- **Set problem**:
Can you return the lines of the data below, from the line containing "like [(23, 206)]." through the line containing "[(63, 385)]", as a JSON list of strings with one string per line and blank lines omitted?

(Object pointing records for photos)
——————
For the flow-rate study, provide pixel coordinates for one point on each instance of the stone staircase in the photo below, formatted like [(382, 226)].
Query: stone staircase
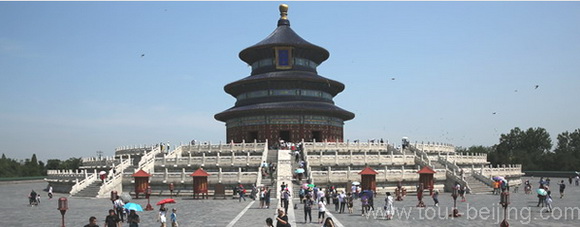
[(90, 191), (477, 187)]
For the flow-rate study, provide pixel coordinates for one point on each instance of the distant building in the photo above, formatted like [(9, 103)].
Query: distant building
[(284, 98)]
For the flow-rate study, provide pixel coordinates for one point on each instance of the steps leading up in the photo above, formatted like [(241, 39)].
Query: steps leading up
[(478, 187), (90, 191)]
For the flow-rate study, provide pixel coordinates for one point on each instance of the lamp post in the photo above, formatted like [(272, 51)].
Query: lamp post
[(148, 194), (62, 206), (504, 201)]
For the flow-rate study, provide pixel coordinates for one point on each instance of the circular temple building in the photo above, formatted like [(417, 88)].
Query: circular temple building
[(284, 98)]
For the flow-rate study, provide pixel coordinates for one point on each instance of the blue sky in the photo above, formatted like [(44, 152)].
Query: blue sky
[(72, 79)]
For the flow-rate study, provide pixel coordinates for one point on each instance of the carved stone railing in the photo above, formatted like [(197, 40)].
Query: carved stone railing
[(358, 159), (199, 148), (316, 146), (465, 159), (98, 162), (116, 181), (430, 147), (264, 159), (217, 160), (84, 183), (384, 175), (147, 162)]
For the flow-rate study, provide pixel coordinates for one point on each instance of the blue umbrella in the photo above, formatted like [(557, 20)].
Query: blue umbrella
[(133, 206)]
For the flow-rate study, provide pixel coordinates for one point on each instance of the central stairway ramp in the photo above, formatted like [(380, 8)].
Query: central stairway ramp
[(90, 191), (478, 187)]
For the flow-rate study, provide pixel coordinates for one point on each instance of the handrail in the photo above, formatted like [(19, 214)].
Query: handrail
[(148, 160), (264, 158), (80, 185), (116, 179)]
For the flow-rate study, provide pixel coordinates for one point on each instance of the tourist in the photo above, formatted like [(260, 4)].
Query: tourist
[(562, 187), (269, 222), (92, 222), (321, 211), (328, 222), (308, 202), (267, 197), (462, 193), (173, 218), (119, 204), (286, 198), (349, 202), (262, 196), (389, 210), (364, 200), (541, 197), (335, 200), (133, 219), (282, 219), (49, 191), (435, 197), (241, 193), (162, 216), (112, 220), (548, 201), (342, 201), (32, 198)]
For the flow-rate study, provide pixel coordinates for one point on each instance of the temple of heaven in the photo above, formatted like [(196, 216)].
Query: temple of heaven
[(284, 98)]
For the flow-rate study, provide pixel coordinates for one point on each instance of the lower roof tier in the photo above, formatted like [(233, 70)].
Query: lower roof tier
[(294, 107)]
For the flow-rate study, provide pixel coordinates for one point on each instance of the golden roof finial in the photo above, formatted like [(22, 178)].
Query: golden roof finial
[(284, 12)]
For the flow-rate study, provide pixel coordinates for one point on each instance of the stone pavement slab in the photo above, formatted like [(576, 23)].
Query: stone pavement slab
[(479, 210)]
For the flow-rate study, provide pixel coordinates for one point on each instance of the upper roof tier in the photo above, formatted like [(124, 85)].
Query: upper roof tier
[(283, 36)]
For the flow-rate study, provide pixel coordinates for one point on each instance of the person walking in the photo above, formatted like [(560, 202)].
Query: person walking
[(342, 201), (321, 211), (162, 215), (308, 202), (286, 199), (389, 210), (49, 191), (119, 204), (173, 218), (112, 220), (436, 197), (92, 222), (328, 222), (282, 219), (267, 197), (269, 222), (241, 193), (133, 219), (562, 187)]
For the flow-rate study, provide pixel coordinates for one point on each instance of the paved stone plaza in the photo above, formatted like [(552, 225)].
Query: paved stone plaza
[(479, 210)]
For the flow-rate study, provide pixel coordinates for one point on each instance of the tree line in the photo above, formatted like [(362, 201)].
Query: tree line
[(533, 149), (31, 167)]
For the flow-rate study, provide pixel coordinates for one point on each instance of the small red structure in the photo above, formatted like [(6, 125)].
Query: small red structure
[(200, 185), (426, 178), (368, 179), (141, 182)]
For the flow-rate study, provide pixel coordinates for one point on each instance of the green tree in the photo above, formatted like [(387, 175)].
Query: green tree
[(528, 148), (566, 156)]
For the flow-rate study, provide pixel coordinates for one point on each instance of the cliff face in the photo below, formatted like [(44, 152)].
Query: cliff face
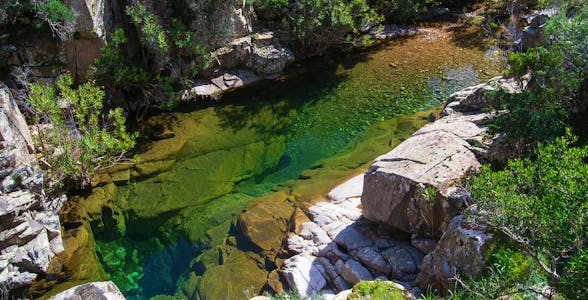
[(30, 233)]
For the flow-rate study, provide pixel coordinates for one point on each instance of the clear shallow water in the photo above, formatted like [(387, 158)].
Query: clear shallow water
[(300, 135)]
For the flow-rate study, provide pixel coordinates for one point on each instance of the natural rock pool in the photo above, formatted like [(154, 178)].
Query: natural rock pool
[(166, 223)]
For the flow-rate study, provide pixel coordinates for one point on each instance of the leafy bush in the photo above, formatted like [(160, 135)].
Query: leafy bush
[(114, 68), (319, 24), (273, 4), (511, 273), (82, 138), (402, 10), (542, 205), (151, 32), (554, 91), (377, 290)]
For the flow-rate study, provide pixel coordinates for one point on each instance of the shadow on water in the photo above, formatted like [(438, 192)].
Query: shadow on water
[(465, 36), (255, 139)]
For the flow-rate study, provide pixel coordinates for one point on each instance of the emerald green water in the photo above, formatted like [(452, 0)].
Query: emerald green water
[(300, 135)]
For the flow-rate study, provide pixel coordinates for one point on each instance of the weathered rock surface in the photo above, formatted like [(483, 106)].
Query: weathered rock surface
[(30, 233), (265, 223), (242, 62), (460, 250), (94, 290), (390, 31), (474, 98), (411, 187), (336, 248), (533, 34)]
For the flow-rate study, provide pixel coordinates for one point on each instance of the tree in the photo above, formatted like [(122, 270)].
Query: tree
[(82, 138), (542, 205)]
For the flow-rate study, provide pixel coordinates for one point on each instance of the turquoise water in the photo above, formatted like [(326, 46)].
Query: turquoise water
[(224, 155)]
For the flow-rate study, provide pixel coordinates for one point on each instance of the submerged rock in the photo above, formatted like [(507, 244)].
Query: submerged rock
[(460, 251), (30, 234), (336, 245), (94, 290), (411, 187)]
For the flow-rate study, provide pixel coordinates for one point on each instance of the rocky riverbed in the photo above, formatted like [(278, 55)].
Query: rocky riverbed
[(401, 220)]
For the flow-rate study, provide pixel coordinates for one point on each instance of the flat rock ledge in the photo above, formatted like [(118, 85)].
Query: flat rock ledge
[(105, 290), (401, 220), (337, 248), (242, 62), (30, 232)]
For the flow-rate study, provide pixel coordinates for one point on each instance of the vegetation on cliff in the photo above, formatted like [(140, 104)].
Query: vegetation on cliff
[(540, 202), (81, 137)]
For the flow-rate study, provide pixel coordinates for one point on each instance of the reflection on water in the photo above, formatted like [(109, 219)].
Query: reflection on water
[(182, 199)]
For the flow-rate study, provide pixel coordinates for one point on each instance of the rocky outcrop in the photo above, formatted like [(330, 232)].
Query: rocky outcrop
[(474, 98), (415, 187), (94, 21), (264, 224), (30, 233), (242, 62), (412, 188), (460, 251), (94, 290), (533, 34), (336, 248)]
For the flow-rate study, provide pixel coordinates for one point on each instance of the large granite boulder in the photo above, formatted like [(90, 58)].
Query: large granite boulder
[(474, 98), (94, 290), (334, 248), (30, 233), (460, 251), (412, 189)]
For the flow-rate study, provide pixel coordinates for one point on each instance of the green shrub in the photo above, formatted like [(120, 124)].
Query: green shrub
[(320, 23), (541, 204), (377, 290), (113, 67), (55, 11), (555, 89), (151, 32), (82, 138)]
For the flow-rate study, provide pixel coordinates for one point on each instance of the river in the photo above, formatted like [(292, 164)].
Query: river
[(154, 224)]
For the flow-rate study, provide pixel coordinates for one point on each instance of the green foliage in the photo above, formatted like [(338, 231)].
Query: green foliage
[(512, 273), (55, 11), (376, 290), (557, 72), (114, 68), (151, 32), (318, 24), (541, 204), (82, 138), (273, 4)]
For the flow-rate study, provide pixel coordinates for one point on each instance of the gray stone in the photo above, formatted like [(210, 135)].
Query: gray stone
[(460, 250), (352, 271), (304, 274), (373, 259), (105, 290), (395, 184), (474, 98), (423, 244)]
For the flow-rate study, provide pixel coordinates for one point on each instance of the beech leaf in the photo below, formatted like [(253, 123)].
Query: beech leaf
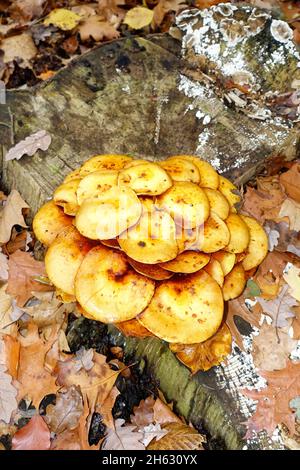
[(279, 309), (123, 438), (35, 435), (65, 414), (11, 214), (24, 271), (63, 19), (271, 348), (138, 17), (179, 437), (8, 393), (30, 145)]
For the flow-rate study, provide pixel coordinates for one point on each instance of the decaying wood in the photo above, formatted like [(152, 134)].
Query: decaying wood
[(152, 98)]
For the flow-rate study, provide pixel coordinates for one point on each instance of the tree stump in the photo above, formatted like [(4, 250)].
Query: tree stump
[(212, 94)]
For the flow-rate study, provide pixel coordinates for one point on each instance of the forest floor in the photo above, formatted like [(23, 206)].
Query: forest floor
[(63, 385)]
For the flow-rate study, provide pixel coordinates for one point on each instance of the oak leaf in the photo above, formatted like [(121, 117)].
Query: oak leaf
[(291, 210), (95, 384), (238, 308), (11, 214), (29, 146), (290, 180), (94, 27), (35, 435), (63, 19), (65, 414), (123, 438), (271, 348), (179, 437), (279, 309), (24, 275), (34, 381), (203, 356), (8, 393), (292, 278), (273, 405)]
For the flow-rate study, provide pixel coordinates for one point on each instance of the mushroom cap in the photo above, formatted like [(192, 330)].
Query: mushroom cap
[(186, 310), (108, 288)]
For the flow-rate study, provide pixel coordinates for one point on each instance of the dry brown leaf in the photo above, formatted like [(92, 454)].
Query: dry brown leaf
[(271, 348), (11, 214), (65, 414), (29, 146), (24, 272), (35, 435), (291, 182), (273, 402), (94, 27), (8, 393), (123, 438), (34, 381), (95, 384), (291, 210), (165, 6), (237, 307), (203, 356), (280, 308), (179, 437), (19, 47)]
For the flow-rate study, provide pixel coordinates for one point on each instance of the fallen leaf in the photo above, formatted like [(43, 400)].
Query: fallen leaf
[(95, 384), (291, 209), (67, 440), (27, 9), (274, 400), (133, 328), (35, 435), (252, 288), (143, 414), (179, 437), (138, 17), (8, 393), (203, 356), (238, 308), (290, 180), (165, 6), (292, 278), (264, 202), (94, 27), (11, 214), (65, 414), (63, 19), (3, 267), (24, 271), (19, 47), (29, 146), (279, 309), (34, 381), (271, 348), (123, 438), (10, 350)]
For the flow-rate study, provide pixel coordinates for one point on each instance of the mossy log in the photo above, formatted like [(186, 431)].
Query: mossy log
[(153, 97)]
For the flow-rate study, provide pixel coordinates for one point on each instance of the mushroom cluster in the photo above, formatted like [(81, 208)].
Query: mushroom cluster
[(161, 243)]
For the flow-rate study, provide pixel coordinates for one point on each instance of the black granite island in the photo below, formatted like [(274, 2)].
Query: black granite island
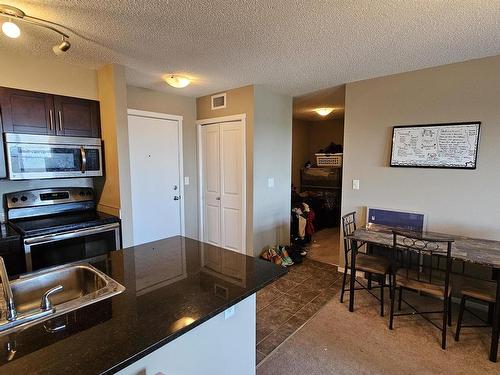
[(185, 303)]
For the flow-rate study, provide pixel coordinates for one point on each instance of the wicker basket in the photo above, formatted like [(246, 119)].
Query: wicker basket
[(329, 160)]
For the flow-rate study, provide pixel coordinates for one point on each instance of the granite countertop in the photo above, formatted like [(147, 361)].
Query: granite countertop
[(172, 286)]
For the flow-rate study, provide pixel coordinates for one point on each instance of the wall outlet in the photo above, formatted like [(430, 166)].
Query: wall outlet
[(228, 313)]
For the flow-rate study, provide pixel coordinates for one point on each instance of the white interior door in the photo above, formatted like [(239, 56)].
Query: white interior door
[(232, 150), (223, 178), (155, 178), (211, 183)]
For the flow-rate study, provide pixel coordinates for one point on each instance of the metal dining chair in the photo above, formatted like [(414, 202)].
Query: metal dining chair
[(484, 292), (416, 266), (369, 264)]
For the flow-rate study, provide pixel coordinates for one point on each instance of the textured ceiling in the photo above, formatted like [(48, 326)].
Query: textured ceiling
[(292, 46), (334, 97)]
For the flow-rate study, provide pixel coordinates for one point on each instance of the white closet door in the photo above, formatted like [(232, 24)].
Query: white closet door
[(155, 178), (231, 165), (223, 176), (211, 184)]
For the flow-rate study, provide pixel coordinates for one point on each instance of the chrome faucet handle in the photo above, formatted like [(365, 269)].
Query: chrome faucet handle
[(46, 304)]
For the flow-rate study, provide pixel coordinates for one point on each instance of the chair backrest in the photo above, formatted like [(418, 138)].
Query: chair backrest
[(348, 227), (421, 255)]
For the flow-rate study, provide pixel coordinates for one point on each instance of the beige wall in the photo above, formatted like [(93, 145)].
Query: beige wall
[(464, 202), (300, 148), (154, 101), (238, 101), (47, 75), (272, 142)]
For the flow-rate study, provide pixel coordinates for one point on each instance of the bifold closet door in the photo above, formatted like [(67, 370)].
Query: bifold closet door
[(223, 179)]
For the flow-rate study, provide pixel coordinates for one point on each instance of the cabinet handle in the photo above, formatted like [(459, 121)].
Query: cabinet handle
[(51, 119), (60, 120), (84, 159)]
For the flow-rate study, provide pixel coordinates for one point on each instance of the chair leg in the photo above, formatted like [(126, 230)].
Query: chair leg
[(460, 316), (343, 285), (382, 286), (391, 318), (390, 285), (449, 311), (400, 298), (491, 308), (445, 322)]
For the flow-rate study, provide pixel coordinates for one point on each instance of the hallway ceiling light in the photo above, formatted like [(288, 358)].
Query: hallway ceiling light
[(61, 47), (177, 81), (11, 30), (324, 111)]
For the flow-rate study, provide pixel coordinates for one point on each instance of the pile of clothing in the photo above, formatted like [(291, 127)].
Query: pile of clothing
[(303, 226), (285, 256)]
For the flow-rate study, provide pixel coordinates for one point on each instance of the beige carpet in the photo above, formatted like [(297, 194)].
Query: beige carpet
[(325, 246), (338, 342)]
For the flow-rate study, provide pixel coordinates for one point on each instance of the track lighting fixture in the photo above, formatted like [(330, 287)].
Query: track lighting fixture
[(12, 30), (61, 47)]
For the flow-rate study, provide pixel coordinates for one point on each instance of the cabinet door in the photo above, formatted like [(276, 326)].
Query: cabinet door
[(27, 111), (77, 117)]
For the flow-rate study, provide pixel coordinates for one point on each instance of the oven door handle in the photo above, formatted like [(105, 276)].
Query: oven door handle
[(71, 234)]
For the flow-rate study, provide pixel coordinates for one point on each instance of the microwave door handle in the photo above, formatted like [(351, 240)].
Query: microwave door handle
[(69, 235), (84, 159)]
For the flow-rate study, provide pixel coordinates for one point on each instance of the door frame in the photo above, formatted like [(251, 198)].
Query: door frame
[(216, 120), (179, 119)]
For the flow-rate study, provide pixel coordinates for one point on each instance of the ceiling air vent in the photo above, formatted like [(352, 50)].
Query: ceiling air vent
[(218, 101)]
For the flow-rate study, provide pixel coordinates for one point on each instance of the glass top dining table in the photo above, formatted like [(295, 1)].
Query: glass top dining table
[(471, 250)]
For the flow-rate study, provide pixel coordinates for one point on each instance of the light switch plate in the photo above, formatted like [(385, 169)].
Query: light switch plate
[(228, 313)]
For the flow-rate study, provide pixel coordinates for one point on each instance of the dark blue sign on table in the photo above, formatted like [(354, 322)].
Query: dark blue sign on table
[(397, 219)]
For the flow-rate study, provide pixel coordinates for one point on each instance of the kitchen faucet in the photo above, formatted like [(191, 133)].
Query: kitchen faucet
[(7, 293)]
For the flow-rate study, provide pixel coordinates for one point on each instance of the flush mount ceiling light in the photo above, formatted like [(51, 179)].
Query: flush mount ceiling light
[(324, 111), (177, 81), (10, 29)]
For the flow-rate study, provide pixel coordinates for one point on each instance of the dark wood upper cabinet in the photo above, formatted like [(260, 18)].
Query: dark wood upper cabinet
[(77, 117), (27, 111), (39, 113)]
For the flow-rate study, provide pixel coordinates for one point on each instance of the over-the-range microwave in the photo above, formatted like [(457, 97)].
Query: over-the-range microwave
[(32, 156)]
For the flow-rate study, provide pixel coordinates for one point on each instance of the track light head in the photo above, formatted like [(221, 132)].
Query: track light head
[(62, 47)]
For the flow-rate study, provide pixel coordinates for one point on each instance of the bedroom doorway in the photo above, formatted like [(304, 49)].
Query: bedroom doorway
[(317, 153)]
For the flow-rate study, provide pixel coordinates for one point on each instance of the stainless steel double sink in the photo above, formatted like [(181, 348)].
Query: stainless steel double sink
[(45, 294)]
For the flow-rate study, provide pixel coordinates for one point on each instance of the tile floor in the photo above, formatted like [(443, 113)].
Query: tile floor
——————
- **Output of the exercise**:
[
  "For the flow-rate study, provide pixel coordinates for one point on each instance of the forest floor in the photo above, formatted like [(23, 206)].",
  "Query: forest floor",
  "[(63, 385)]"
]